* [DATA]
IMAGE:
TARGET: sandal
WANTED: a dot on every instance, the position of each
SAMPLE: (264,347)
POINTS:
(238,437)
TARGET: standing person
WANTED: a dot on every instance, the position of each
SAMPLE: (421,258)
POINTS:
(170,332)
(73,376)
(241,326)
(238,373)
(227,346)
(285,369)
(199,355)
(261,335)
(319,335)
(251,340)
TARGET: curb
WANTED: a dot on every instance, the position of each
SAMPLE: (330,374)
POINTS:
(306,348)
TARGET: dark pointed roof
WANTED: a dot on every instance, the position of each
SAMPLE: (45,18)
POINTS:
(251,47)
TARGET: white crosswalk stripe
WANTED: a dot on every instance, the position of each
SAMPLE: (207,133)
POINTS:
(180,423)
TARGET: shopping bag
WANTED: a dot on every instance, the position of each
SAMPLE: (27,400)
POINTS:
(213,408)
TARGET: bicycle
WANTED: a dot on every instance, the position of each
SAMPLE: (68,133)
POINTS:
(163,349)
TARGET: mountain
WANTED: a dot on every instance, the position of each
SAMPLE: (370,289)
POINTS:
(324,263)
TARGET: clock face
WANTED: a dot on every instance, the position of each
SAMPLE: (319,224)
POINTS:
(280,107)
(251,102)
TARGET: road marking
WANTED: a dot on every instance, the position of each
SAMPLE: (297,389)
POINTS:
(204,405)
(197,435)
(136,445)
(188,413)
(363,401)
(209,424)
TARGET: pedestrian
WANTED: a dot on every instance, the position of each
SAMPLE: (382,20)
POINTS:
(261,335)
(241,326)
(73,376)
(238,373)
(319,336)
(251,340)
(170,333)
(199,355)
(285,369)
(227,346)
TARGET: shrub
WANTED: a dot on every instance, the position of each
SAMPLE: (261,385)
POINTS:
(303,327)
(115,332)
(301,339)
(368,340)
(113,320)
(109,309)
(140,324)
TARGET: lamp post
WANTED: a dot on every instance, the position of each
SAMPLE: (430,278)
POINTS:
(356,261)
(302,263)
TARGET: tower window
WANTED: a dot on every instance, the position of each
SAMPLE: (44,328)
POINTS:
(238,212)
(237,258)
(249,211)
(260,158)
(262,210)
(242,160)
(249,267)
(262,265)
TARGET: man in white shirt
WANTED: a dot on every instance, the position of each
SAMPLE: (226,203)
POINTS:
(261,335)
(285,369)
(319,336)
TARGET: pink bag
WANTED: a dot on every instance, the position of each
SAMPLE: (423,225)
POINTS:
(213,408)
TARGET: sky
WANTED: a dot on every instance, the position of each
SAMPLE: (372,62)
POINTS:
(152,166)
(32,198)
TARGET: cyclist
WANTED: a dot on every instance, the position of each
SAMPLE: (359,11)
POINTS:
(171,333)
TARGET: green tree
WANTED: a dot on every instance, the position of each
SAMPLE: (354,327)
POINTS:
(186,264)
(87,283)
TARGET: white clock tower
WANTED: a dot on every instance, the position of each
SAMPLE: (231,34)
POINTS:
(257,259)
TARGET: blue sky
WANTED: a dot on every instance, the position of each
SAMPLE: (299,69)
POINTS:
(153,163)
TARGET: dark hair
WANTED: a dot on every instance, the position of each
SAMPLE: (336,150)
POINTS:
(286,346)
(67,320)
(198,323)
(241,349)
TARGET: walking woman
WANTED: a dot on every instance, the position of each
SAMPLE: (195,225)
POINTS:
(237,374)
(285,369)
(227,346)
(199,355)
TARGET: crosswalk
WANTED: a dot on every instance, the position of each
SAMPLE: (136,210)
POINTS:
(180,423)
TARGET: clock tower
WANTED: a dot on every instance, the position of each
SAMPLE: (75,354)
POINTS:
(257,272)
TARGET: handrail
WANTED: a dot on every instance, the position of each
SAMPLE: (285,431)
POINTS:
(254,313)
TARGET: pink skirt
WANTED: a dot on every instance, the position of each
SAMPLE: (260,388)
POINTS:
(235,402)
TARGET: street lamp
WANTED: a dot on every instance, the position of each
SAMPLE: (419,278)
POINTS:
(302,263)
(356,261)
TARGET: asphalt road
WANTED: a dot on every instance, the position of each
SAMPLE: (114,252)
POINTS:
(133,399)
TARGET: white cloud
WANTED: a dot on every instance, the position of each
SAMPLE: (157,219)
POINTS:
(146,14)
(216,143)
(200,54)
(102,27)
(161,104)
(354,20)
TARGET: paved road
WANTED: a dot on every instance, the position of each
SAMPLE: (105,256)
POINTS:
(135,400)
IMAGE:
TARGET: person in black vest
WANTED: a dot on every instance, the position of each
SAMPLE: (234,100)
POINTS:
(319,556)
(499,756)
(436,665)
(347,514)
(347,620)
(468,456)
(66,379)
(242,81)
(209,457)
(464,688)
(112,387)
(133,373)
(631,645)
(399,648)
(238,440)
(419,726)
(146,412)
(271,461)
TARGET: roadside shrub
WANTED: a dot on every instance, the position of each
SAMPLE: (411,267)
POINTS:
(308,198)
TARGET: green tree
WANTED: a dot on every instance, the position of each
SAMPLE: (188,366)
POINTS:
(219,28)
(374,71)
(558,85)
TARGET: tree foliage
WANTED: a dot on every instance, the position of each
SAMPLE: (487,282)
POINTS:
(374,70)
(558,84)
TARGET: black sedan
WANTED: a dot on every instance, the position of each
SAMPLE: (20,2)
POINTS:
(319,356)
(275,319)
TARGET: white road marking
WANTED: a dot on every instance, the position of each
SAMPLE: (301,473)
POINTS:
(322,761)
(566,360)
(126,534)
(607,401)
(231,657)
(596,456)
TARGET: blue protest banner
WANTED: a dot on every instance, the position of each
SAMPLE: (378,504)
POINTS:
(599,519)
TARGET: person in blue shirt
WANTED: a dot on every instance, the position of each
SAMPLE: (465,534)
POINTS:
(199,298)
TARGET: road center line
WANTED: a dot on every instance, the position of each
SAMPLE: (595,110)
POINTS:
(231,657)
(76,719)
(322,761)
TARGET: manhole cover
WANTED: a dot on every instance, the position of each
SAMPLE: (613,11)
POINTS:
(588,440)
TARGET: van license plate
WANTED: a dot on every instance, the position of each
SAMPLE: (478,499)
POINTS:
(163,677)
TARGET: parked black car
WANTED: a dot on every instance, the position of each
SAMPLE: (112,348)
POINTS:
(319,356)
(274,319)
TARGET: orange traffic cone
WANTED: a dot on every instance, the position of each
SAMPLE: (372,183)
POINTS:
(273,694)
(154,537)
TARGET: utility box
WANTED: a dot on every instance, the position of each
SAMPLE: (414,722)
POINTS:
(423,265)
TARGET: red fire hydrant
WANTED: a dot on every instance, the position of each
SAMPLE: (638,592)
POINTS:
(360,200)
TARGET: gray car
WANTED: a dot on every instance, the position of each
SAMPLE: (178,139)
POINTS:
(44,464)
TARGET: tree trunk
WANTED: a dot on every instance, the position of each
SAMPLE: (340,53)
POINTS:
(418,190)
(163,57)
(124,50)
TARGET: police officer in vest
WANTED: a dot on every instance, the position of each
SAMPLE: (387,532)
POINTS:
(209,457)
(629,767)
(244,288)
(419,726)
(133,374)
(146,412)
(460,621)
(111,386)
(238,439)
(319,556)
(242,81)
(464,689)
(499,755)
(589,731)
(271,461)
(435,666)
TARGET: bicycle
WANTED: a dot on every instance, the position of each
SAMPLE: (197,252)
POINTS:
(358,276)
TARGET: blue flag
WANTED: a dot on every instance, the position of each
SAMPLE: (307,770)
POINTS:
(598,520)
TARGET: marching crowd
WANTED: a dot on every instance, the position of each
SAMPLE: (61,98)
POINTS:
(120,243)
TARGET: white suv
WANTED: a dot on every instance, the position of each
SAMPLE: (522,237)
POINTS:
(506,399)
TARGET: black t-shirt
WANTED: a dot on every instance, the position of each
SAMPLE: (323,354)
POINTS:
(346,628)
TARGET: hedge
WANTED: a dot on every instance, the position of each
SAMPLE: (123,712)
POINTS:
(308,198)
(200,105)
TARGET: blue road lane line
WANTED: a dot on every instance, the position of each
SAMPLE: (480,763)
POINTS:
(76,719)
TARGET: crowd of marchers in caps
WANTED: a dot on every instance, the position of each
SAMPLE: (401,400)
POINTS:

* [YOUR TASK] Return the lines beginning at the one that contains "TARGET: road center line" and continuing through the last line of the data, exactly as they stand and without any others.

* [RIGHT ANSWER]
TARGET: road center line
WANTED: a dot on every instance, the position of each
SAMPLE: (595,110)
POINTS:
(231,657)
(76,719)
(322,761)
TARGET: manhole cover
WANTED: a dot on every instance, the position of each
SAMPLE: (613,11)
POINTS:
(588,440)
TARGET: van license plate
WANTED: a dot on every instance, the position of each
SAMPLE: (478,499)
POINTS:
(163,677)
TARGET: parked black car
WANTED: a dot on every instance, the position of each
SAMPLE: (112,348)
POINTS:
(319,356)
(274,319)
TARGET: orange traffic cone
WANTED: a dot on every instance, the position of each
SAMPLE: (372,183)
POINTS:
(273,694)
(154,537)
TARGET: utility box
WANTED: a dot on every instance, the position of each
SAMPLE: (414,722)
POINTS:
(423,265)
TARGET: red fire hydrant
WANTED: a dot on every instance, the position of each
SAMPLE: (638,592)
POINTS:
(360,200)
TARGET: gray car
WANTED: a dot on every instance, the position of each
SAMPLE: (178,139)
POINTS:
(44,464)
TARGET: tree trunk
WANTED: a dot on every instance, the position of each
SAMPLE: (340,53)
POINTS:
(418,190)
(163,57)
(124,50)
TARGET: police officer in vest
WANTED: a dot on every instance, the position of each
SAMPLE: (387,532)
POINTS:
(209,457)
(629,767)
(244,288)
(419,726)
(133,374)
(146,412)
(460,621)
(111,386)
(238,439)
(319,556)
(242,81)
(464,689)
(499,755)
(589,731)
(271,461)
(435,666)
TARGET: bicycle
WANTED: a dot on every instance, the position of each
SAMPLE: (197,252)
POINTS:
(358,276)
TARGET: blue flag
WANTED: a dot on every instance, the position of each
SAMPLE: (307,770)
POINTS:
(598,520)
TARGET: marching crowd
WANTED: a dot on every instance, the position of each
SAMPLE: (61,98)
POINTS:
(120,243)
TARGET: white suv
WANTED: a dot on every instance, the position of each
SAMPLE: (522,237)
POINTS:
(506,399)
TARGET: black t-shirt
WANTED: a dot on every instance, the position of each
SAMPLE: (323,354)
POINTS:
(346,628)
TARGET: hedge
WANTED: a dot on every instance, the position of each
SAMPLE: (123,712)
POINTS:
(308,198)
(200,105)
TARGET: blue road lane line
WANTED: a dot on every instance, the position of each
SAMPLE: (480,763)
POINTS:
(76,719)
TARGET: crowd of marchers in caps
WANTED: a dot on every instance, the position of each
SAMPLE: (401,400)
POINTS:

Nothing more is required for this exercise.